GIVEN PROBLEM A: Write out, word for word, the rows from the line holding "Every instance of the pile" through the last of the rows, with both ends included.

EXCERPTED TEXT:

■ ■ ■ ■ ■ ■ ■

The Palm Beach Post, which carried the story, noted that Panther National, the new residential and golf community at Avenir in Palm Beach Gardens, would be the first country club/golf course community to break ground in almost two decades – and it is evident the demand was there. Within days of opening up reservations for the 218 planned homes (price tag range from $3 million to nearly $10 million), 55 deposits (at $10,000 each) had been received.
Even academic studies have referenced the benefits of sports facilities on the property in surrounding communities.
The journal, Multiple Cities, noted, “the presence of a stadium has a positive impact on real estate and property values, with a positive correlation to proximity.”
In addition, the study noted, “A comprehensive study by George Carlino and Edward Coulson looked at the housing market in every American city that had an NFL franchise between 1993 and 1999. The NFL was then widely recognized as the leading sporting league and the six-year span saw the greatest frequency of franchise relocations in NFL history. During that time, not only did rents increase by 8% across all central cities, but residents were also willing to accept 4% less in annual wages to support the development of sporting facilities for these franchises.”
Neighborhood.com studied several cities that had put in new stadiums. In Los Angeles, for example, the Banc of California Stadium opened in 2018. Home prices increased significantly; a few months after the new stadium was announced, the median home price in Exposition Park was $361,000. That number then rose to $463,000and after the stadium opened, the price was $600,865. The 66.4 percent increase in the Exposition Park area around the stadium compared to only a 6 percent annual increase in the L.A. area overall. (Another California property, the still-new SoFi Stadium, had a similar effect. In October of 2015, the median home price was $373,000. By September of this year, that number had jumped to $535,000).
Professional stadiums differ from youth venues, however, and can be subject to more debate from local communities. The Pensacola News Journal discussed, for example, discussed a plan to add three soccer fields through a land swap with the YMCA of Northwest Florida. The article quoted NRPA as noting, “"It is proven that private property values increase the value of privately owned land the closer such land is to parks. This increase in private property value due to the proximity to parks increases property tax revenues and improves local economies."
The newspaper noted that residents had expressed concerns over traffic, parking and other problems, and opposed the new fields. But, concluded the newspaper reporter, taking action was better than doing nothing about problems that currently existed.
“Throwing up our hands and saying "soccer will make it worse!" — and doing nothing — is exactly the wrong strategy. At best, it would achieve status quo, which is too fast and unsafe. At worst it would show our children that we were so afraid to do anything that instead we did nothing.”

■ ■ ■ ■ ■ ■ ■

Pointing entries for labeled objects
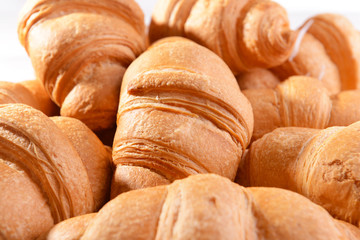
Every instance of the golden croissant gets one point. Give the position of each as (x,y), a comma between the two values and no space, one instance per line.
(327,49)
(258,78)
(207,206)
(301,102)
(323,165)
(31,93)
(80,50)
(178,116)
(45,177)
(245,34)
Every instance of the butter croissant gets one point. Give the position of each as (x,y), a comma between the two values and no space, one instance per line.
(31,93)
(301,102)
(329,51)
(80,50)
(323,165)
(178,116)
(245,34)
(43,178)
(207,206)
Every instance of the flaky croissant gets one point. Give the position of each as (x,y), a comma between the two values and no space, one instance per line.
(330,51)
(245,34)
(258,78)
(178,116)
(301,102)
(31,93)
(43,179)
(322,165)
(207,206)
(80,50)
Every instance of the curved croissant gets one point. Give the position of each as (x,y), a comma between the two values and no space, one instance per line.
(245,34)
(178,116)
(95,157)
(43,178)
(301,102)
(31,93)
(80,50)
(322,165)
(330,51)
(208,206)
(311,60)
(258,78)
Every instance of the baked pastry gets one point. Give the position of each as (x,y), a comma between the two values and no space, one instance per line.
(245,34)
(45,175)
(80,50)
(322,165)
(178,116)
(258,78)
(70,229)
(208,206)
(95,157)
(311,59)
(329,51)
(345,108)
(301,102)
(31,93)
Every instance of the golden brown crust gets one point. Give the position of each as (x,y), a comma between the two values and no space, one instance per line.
(44,103)
(212,207)
(173,109)
(30,93)
(32,145)
(314,163)
(70,229)
(342,43)
(311,60)
(291,103)
(93,154)
(80,50)
(245,34)
(258,78)
(346,108)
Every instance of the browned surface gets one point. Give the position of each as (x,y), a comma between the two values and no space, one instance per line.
(258,78)
(80,50)
(323,165)
(93,154)
(212,207)
(43,180)
(31,93)
(178,116)
(245,34)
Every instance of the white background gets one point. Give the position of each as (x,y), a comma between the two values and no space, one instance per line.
(15,64)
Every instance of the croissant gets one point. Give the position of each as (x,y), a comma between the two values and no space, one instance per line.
(43,179)
(322,165)
(245,34)
(311,60)
(345,108)
(208,206)
(258,78)
(329,51)
(80,50)
(301,102)
(96,158)
(178,116)
(31,93)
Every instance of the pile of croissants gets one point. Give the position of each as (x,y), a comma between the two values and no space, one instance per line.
(131,132)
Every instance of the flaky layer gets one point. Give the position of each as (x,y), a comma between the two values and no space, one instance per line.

■ ■ ■ ■ ■ ■ ■

GIVEN PROBLEM B: In the text on sports facilities and property values, what was the median home price in Exposition Park after the Banc of California Stadium opened?

PROBLEM SOLUTION A:
Every instance of the pile of croissants gets one point. Give the position of each as (x,y), a comma between the two values and no space, one instance per line.
(131,132)
Every instance of the flaky layer gets one point. Give the position of each as (x,y), a comma between the two values and no space, one instance per line.

PROBLEM SOLUTION B: $600,865